→ **Extract**:
——

If I have a capacitor charged to a 12V battery, the voltage difference is 12V across the plates. If I change the permitivity between the plates the pd must stay the same no and charge changes?

If this is so I am nut full convinced how may charge on the plates change because of permitivity? I know it has to do with the equation but mechanistically how does it affect charge?

* missing part of the question: and at the same time pd remains the same??

In terms of the mechanism for how the permittivity affects the charge, it has to do with the polarization of the molecules within the dielectric. The individual molecules or "cells" within the material have a small separation between the positive and negative charges. When you apply a voltage between the plates, the molecules in the dielectric reorient themselves because their negative sides are attracted to the positive plate, and their positive sides are attracted to the negative plate. Since the dielectric dipoles are oriented opposite of the field between the plates, this has the effect of canceling out some of the electric field. Thus, after increasing the permittivity, it takes more charge to get the same potential difference across the plates.

——

→ **Given problem 1**: Write out the records again from their first line up to and including the line with "0,26,600,399", requests included, shifting every coordinate in the answers by adding 70 to it. Give no lines past that point.

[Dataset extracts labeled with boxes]
——

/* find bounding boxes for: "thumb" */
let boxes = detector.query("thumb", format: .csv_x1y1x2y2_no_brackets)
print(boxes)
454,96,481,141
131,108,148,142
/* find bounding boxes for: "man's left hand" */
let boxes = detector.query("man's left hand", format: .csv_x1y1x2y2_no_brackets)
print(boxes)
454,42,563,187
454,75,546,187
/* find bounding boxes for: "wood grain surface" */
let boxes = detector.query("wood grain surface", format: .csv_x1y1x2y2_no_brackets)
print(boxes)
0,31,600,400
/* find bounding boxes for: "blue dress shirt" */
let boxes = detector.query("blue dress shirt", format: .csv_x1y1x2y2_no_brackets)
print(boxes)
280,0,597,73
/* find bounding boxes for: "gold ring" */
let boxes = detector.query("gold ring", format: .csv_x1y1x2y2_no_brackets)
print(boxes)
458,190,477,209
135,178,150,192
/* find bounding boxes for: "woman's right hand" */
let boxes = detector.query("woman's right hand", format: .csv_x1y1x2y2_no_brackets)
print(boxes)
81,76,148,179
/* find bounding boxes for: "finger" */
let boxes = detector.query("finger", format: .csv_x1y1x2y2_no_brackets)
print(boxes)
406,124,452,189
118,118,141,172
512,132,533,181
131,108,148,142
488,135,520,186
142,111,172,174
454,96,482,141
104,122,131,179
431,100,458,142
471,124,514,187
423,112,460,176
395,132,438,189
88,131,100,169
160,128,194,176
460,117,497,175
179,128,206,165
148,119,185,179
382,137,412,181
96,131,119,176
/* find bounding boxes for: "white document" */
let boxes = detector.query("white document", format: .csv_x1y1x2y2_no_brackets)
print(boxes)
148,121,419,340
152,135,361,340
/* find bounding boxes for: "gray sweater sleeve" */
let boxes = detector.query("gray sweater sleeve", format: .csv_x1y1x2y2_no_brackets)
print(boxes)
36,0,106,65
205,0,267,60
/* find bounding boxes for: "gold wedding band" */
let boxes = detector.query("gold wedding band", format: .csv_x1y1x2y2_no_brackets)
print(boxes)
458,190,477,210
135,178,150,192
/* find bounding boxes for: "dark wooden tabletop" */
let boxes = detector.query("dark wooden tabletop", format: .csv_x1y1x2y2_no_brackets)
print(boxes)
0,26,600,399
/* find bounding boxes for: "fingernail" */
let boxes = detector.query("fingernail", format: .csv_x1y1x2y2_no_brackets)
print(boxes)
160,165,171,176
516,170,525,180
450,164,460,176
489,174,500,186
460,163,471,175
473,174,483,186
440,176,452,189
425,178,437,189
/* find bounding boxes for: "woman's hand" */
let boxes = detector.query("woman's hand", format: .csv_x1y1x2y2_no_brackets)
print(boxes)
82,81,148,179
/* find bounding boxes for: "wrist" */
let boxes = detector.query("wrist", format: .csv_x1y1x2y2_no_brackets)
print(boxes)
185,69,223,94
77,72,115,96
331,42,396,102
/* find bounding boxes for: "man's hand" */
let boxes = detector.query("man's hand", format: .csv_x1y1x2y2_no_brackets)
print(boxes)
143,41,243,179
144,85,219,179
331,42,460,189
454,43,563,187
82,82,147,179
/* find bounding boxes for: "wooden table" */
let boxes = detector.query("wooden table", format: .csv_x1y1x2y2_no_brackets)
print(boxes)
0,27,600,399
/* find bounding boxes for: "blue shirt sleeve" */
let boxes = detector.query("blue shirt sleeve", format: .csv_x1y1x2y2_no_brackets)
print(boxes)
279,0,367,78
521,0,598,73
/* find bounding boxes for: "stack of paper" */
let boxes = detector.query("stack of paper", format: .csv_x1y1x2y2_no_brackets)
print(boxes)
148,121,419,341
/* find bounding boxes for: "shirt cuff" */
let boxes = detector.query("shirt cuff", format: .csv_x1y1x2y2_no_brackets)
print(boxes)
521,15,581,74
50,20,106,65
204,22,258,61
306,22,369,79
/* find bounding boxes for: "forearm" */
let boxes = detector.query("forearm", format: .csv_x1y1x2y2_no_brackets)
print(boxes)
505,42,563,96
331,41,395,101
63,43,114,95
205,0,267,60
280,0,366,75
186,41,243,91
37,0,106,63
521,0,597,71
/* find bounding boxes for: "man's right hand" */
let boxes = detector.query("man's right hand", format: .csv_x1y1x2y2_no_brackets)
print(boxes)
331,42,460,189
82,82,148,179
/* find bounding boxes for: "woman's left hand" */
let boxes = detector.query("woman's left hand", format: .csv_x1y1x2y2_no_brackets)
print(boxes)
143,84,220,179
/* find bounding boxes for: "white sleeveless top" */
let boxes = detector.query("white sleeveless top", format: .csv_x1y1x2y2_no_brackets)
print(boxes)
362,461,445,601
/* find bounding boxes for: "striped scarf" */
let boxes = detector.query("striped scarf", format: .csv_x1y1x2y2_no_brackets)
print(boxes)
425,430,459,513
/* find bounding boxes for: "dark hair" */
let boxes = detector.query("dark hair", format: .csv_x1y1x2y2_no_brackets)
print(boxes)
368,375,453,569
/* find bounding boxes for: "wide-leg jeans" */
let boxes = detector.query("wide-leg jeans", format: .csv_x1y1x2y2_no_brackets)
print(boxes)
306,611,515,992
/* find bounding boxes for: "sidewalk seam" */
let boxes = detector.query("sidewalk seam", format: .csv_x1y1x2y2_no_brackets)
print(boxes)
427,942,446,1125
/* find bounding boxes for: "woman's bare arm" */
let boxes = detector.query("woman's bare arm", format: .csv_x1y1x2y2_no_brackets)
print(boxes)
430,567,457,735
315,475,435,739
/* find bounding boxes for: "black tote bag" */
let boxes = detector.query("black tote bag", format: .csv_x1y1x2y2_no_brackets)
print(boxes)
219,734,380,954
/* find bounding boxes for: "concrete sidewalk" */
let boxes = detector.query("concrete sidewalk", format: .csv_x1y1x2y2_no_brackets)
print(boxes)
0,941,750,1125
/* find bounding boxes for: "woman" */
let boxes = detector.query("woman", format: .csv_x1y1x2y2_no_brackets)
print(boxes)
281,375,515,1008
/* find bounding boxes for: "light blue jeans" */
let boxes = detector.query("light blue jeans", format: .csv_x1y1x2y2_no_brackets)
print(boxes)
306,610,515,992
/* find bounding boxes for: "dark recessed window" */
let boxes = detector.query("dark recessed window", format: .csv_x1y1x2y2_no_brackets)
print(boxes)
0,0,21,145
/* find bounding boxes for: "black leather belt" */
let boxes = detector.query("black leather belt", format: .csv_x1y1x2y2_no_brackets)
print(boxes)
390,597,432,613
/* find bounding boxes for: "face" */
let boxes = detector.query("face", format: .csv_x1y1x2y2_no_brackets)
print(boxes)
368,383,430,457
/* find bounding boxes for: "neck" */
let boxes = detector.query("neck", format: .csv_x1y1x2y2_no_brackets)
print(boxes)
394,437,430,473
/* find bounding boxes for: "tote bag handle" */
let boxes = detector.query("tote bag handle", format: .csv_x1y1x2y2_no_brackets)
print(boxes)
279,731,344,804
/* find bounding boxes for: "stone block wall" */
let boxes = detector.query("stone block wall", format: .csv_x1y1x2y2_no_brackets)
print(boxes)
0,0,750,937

——

→ **Given problem 2**: Carry the forum thread about how permittivity changes the charge on a capacitor further, starting right after its last sentence.

→ **Result 1**:
/* find bounding boxes for: "thumb" */
let boxes = detector.query("thumb", format: .csv_x1y1x2y2_no_brackets)
print(boxes)
524,166,551,211
201,178,218,212
/* find bounding boxes for: "man's left hand" */
let boxes = detector.query("man's left hand", format: .csv_x1y1x2y2_no_brackets)
print(boxes)
524,112,633,257
524,145,616,257
/* find bounding boxes for: "wood grain surface" */
let boxes = detector.query("wood grain surface", format: .csv_x1y1x2y2_no_brackets)
print(boxes)
70,101,670,470
/* find bounding boxes for: "blue dress shirt" */
let boxes = detector.query("blue dress shirt", format: .csv_x1y1x2y2_no_brackets)
print(boxes)
350,70,667,143
/* find bounding boxes for: "gold ring" */
let boxes = detector.query("gold ring", format: .csv_x1y1x2y2_no_brackets)
print(boxes)
528,260,547,279
205,248,220,262
/* find bounding boxes for: "woman's right hand" */
let boxes = detector.query("woman's right hand", format: .csv_x1y1x2y2_no_brackets)
print(boxes)
151,146,218,249
/* find bounding boxes for: "finger" */
let boxes = detector.query("finger", format: .csv_x1y1x2y2_no_brackets)
print(boxes)
476,194,522,259
188,188,211,242
582,202,603,251
201,178,218,212
558,205,590,256
212,181,242,244
524,166,552,211
174,192,201,249
501,170,528,212
541,194,584,257
493,182,530,246
465,202,508,259
158,201,170,239
230,198,264,246
530,187,567,245
249,198,276,235
218,189,255,249
452,207,482,251
166,201,189,246
/* find bounding boxes for: "white document" */
let boxes = detector.query("white document", format: .csv_x1y1x2y2_no_brackets)
print(boxes)
218,191,489,410
222,205,431,410
/* find bounding boxes for: "gray sweater sleeve" */
let boxes = detector.query("gray sweater sleeve", format: .csv_x1y1x2y2_no_brackets)
print(boxes)
106,70,176,135
275,70,337,130
/* find bounding boxes for: "gold wedding band" */
let boxes = detector.query("gold wedding band", format: .csv_x1y1x2y2_no_brackets)
print(boxes)
528,260,547,280
205,248,220,262
/* find bounding boxes for: "dark wooden tabletop" */
let boxes = detector.query("dark wooden tabletop", format: .csv_x1y1x2y2_no_brackets)
print(boxes)
70,96,670,469

→ **Result 2**:
I hope that makes sense to you.

if u change the permitivity of space in b/w the plates by k, lets say.. then in the equations u may replace Eo (epsilon knot) by kEo...
the potential differecne b/w the plates remains the same as the plates are connected to battery and the capacitor contains the potential difference as it is present with the battery...
we know that Q=C x V where C is capacitance i.e. Eo x A/D... as permitivity is now KEo and the potential difference is same, the capacitance increases to kEo... putting the values, u get charge on the plates as kEo x V simple... so charge increases :)